— begin —

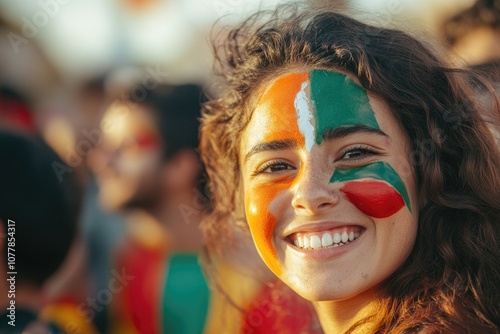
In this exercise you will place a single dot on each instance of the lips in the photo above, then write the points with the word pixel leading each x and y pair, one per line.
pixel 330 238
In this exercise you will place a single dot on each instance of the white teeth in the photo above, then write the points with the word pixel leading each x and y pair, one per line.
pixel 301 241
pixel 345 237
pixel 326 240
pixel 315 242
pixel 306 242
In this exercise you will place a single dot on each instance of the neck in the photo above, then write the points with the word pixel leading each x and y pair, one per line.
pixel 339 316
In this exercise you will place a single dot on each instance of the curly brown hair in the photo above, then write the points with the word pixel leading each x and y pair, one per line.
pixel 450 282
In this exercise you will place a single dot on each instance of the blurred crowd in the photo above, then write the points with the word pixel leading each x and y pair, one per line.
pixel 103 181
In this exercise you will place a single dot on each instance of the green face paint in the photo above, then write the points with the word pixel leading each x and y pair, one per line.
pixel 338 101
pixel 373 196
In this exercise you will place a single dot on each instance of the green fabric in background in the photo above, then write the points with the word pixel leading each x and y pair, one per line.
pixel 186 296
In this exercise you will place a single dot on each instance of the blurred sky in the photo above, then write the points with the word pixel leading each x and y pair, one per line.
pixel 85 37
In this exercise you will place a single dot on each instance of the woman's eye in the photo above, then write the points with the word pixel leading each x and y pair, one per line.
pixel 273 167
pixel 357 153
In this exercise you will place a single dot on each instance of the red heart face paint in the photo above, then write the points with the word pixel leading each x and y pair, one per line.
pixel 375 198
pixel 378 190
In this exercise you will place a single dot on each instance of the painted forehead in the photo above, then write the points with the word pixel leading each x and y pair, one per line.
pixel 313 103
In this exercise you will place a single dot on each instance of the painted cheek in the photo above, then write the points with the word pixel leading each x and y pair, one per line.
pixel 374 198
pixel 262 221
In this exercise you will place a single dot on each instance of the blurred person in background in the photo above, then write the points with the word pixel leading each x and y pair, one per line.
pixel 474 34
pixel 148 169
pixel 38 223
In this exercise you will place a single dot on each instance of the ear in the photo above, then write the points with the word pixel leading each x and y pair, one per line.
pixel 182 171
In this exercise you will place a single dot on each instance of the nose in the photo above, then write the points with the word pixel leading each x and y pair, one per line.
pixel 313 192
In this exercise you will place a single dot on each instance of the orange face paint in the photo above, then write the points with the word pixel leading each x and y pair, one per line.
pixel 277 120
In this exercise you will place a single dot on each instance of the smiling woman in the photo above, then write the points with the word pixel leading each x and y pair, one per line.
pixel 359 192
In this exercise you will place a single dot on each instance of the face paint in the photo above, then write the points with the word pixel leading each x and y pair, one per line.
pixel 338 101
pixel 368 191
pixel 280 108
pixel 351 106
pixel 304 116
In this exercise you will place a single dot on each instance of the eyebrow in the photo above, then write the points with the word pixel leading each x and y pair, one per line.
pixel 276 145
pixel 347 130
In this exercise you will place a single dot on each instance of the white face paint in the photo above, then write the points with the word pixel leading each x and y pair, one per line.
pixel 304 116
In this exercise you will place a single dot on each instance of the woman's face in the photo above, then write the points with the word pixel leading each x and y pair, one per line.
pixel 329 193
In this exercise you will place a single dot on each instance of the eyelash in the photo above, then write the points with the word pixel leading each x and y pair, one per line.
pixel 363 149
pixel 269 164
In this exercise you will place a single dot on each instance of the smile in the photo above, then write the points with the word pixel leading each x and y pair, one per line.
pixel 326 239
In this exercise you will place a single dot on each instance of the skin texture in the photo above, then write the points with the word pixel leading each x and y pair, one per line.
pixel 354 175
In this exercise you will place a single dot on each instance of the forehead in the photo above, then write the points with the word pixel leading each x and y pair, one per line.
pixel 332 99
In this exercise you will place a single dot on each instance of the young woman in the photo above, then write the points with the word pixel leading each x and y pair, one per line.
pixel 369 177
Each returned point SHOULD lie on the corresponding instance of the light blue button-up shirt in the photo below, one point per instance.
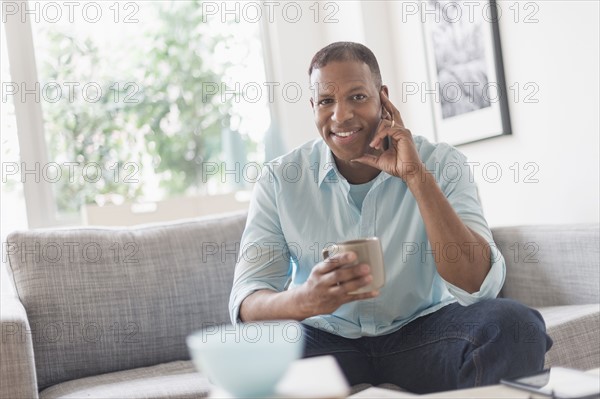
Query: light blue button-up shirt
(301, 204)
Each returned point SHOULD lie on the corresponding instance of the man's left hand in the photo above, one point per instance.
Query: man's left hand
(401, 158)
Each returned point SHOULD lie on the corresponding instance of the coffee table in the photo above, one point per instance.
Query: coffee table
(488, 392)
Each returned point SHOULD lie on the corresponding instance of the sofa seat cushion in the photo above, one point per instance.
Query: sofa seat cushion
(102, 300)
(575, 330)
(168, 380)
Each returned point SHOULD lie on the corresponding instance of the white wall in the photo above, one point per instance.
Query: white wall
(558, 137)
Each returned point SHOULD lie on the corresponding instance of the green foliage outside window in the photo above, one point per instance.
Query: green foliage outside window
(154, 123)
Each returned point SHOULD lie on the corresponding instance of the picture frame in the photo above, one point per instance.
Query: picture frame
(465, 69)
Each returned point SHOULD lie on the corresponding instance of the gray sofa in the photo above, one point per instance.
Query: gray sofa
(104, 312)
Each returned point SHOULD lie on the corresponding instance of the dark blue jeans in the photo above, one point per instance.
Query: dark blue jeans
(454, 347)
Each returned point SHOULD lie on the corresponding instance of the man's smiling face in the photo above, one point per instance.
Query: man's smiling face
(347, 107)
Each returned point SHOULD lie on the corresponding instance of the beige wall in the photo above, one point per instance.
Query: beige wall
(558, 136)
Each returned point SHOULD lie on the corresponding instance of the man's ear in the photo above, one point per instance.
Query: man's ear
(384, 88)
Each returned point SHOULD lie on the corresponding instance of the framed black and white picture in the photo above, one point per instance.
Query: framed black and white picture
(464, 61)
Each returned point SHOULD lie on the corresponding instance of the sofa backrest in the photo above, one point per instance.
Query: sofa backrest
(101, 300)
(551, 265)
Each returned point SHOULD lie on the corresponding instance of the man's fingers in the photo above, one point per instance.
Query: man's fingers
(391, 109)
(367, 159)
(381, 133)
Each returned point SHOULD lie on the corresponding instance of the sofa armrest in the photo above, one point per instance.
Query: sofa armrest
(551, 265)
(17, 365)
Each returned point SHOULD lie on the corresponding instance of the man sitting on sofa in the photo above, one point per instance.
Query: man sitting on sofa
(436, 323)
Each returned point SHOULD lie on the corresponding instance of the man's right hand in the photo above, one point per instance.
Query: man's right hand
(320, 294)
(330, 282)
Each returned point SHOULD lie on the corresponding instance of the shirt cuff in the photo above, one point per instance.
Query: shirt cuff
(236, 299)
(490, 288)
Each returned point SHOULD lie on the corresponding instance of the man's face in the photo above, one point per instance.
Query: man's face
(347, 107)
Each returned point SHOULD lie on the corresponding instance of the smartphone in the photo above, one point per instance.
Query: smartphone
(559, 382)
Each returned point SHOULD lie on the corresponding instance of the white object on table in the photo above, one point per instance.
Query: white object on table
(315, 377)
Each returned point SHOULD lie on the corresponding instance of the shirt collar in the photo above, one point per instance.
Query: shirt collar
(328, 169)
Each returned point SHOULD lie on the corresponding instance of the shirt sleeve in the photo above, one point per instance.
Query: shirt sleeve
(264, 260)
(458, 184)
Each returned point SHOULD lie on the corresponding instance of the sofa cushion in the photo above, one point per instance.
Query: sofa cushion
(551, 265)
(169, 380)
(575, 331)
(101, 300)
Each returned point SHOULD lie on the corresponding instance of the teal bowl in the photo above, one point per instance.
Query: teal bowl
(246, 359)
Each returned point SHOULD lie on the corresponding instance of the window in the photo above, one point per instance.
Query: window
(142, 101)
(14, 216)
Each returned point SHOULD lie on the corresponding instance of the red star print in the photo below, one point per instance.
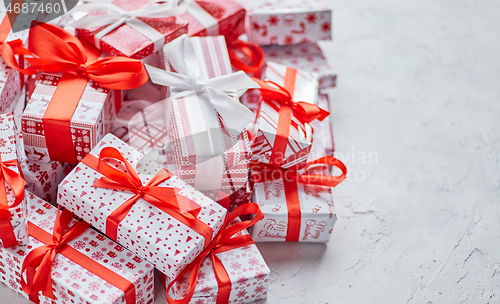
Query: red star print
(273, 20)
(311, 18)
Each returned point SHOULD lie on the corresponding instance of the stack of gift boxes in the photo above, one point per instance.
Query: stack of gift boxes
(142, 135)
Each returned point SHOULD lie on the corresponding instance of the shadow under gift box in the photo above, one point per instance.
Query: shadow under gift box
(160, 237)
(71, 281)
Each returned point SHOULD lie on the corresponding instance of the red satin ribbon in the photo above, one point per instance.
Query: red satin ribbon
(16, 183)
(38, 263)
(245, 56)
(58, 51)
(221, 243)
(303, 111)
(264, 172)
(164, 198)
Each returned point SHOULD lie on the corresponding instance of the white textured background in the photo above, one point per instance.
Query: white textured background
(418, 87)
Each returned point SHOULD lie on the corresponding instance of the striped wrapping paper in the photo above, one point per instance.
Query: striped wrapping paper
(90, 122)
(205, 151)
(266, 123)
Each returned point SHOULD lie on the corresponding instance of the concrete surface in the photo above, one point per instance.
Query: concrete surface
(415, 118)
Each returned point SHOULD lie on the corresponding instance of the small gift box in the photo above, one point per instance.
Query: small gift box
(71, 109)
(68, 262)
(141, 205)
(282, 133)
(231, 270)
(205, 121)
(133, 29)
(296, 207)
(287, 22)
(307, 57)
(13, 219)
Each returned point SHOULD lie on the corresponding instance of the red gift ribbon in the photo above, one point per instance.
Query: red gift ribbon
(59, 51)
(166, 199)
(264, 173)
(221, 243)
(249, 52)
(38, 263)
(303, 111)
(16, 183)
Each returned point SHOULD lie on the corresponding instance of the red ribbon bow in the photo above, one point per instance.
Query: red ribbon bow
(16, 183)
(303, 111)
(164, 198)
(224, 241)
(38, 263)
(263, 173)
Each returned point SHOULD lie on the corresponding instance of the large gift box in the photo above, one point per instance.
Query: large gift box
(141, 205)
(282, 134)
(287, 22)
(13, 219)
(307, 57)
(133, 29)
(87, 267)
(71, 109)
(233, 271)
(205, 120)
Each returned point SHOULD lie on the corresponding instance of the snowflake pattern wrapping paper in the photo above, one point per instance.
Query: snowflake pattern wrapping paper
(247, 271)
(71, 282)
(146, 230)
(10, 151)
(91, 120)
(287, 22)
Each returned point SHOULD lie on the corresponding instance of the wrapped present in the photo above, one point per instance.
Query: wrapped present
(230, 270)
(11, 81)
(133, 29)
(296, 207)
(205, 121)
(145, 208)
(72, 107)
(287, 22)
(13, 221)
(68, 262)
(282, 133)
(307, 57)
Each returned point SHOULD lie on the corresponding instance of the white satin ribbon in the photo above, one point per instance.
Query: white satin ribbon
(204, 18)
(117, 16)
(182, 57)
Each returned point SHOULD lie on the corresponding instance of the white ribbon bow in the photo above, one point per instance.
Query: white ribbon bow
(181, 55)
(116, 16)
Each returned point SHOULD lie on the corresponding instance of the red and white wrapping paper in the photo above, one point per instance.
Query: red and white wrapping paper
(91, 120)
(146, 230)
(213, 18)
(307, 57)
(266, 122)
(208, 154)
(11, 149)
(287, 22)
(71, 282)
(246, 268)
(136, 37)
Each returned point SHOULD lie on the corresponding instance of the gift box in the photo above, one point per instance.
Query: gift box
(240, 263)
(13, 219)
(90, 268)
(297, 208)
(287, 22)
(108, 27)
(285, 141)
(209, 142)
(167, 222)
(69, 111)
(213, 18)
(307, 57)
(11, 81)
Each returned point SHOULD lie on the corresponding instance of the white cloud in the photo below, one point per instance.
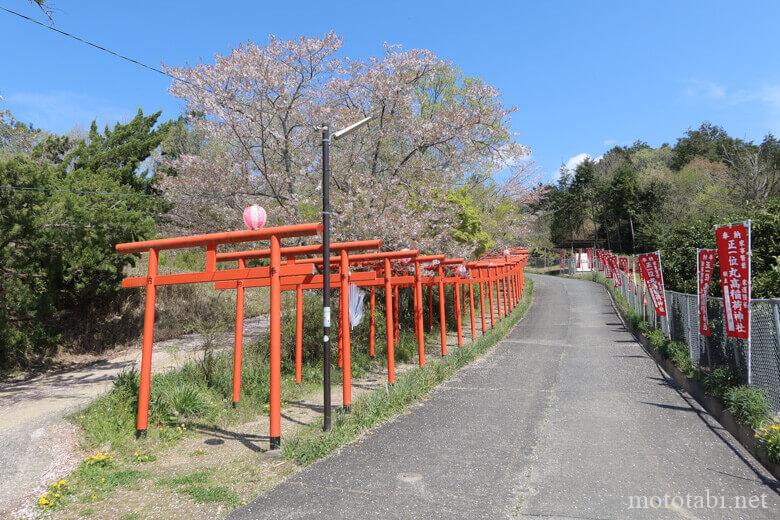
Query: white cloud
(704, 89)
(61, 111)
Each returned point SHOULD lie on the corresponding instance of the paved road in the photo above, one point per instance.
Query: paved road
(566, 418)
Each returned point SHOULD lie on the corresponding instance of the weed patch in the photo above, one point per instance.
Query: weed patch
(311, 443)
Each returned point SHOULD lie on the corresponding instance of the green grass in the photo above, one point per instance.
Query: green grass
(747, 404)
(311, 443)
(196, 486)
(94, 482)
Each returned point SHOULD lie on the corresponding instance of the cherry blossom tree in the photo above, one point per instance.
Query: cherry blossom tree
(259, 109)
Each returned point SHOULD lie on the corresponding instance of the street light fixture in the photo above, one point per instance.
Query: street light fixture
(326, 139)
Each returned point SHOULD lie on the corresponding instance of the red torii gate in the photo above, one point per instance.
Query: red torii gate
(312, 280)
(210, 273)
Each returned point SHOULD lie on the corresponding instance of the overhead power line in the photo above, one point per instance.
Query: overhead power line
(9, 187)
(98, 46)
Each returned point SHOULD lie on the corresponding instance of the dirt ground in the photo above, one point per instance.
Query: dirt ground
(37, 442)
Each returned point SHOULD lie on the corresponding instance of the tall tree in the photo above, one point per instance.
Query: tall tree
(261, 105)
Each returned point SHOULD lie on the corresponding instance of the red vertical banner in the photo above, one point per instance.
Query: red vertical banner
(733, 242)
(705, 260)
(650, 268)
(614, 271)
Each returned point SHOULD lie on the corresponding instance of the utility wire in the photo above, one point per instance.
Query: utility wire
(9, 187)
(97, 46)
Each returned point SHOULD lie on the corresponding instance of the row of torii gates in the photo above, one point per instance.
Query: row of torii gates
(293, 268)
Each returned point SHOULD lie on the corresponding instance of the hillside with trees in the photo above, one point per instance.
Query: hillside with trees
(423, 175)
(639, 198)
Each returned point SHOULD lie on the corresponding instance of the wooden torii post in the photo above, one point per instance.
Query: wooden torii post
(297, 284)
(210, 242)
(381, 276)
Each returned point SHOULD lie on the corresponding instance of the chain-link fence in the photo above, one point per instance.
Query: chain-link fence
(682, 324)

— end —

_Exercise task_
Set down verbatim the rows above, from the start through the line containing "pixel 339 316", omitting the pictures.

_Right answer_
In this exercise you will place a single dot on each instance of the lips in the photo above, then write the points with the word pixel leading each x and y pair, one per line.
pixel 330 238
In this exercise you will place a single dot on each instance of the white teeth in the photo above, then write the points with the word pixel leading each x and y pair, one per line.
pixel 301 241
pixel 345 237
pixel 326 240
pixel 315 242
pixel 306 242
In this exercise you will place a single dot on each instance of the neck in the photo above, then write the points with the word pixel leading each x and y pair, one per line.
pixel 339 316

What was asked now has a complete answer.